ЗАДАНИЕ =>
Ответьте по тексту ниже о Хемингуэе и Гертруде Стайн:
1. О чем Гертруда требовала рассказывать, когда Хемингуэй возвращался из поездок по заданию газеты?
2. Какую сторону происходящих в мире событий она хотела знать, по словам Хемингуэя?
3. Что Хемингуэй делал с остальным, о чем ей не говорил?

ТЕКСТ ДЛЯ РАЗБОРА =>

==============================

Он по-прежнему часто бывал у Гертруды Стайн. Она всегда встречала его радушно. Хемингуэй вспоминал, что, когда он возвращался из своих поездок по заданию газеты, Гертруда требовала, чтобы он рассказывал ей обо всех смешных происшествиях.
«В курьезах, — вспоминал он, — недостатка не было, и они ей нравились, как и рассказы, которые, по выражению немцев, отдают юмором висельника. Она хотела знать только веселую сторону происходящих в мире событий, а не всю правду, не все дурное».
Мисс Стайн любила слушать про всевозможные нелепые и забавные случаи. Именно об этом он ей и рассказывал.
«А об остальном я не говорил, об остальном я писал для себя».
Фраза весьма примечательная — он уже понял, что о самом главном не следует говорить: непосредственность ощущений стирается, и писать потом об этом так, как хочется, уже трудно.

==============================

[Сохраненные записи из коллекции]
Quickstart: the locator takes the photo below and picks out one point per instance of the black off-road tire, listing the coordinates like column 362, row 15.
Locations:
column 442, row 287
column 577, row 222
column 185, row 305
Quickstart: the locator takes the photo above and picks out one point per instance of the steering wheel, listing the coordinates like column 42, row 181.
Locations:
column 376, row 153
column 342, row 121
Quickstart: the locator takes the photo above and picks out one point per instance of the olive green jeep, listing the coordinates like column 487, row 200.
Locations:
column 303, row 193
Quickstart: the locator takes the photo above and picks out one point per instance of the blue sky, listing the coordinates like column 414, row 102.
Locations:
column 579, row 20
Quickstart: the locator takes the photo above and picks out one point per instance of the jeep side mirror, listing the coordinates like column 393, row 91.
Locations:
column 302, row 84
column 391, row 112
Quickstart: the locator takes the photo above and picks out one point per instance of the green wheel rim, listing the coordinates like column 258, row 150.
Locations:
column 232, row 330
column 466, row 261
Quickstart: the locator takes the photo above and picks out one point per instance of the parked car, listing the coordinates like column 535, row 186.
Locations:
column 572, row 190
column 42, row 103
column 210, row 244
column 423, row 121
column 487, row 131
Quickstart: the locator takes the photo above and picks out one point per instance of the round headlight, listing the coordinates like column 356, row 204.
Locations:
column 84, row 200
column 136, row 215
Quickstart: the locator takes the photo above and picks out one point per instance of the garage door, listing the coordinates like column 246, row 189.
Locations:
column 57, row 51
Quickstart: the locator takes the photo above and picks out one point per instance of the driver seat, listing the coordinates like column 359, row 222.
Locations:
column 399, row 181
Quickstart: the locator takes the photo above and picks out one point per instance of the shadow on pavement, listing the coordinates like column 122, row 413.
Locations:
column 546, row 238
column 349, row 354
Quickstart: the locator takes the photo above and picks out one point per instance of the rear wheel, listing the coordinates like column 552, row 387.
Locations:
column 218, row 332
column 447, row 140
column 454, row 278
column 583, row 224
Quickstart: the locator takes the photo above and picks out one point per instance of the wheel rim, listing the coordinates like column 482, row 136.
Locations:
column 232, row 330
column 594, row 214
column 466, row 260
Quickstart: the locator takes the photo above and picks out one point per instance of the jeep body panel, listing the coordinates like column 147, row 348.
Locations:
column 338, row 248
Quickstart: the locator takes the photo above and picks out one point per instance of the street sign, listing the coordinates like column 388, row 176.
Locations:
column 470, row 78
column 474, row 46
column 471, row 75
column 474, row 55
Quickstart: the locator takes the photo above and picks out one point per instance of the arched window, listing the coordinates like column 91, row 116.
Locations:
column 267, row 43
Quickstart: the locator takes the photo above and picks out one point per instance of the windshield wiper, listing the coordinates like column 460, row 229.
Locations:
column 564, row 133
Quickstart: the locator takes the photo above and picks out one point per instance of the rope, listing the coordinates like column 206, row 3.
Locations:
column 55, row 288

==============================

ОТВЕТ =>
1. Обо всех смешных происшествиях.
2. Только веселую сторону, а не всю правду и не все дурное.
3. Писал об этом для себя.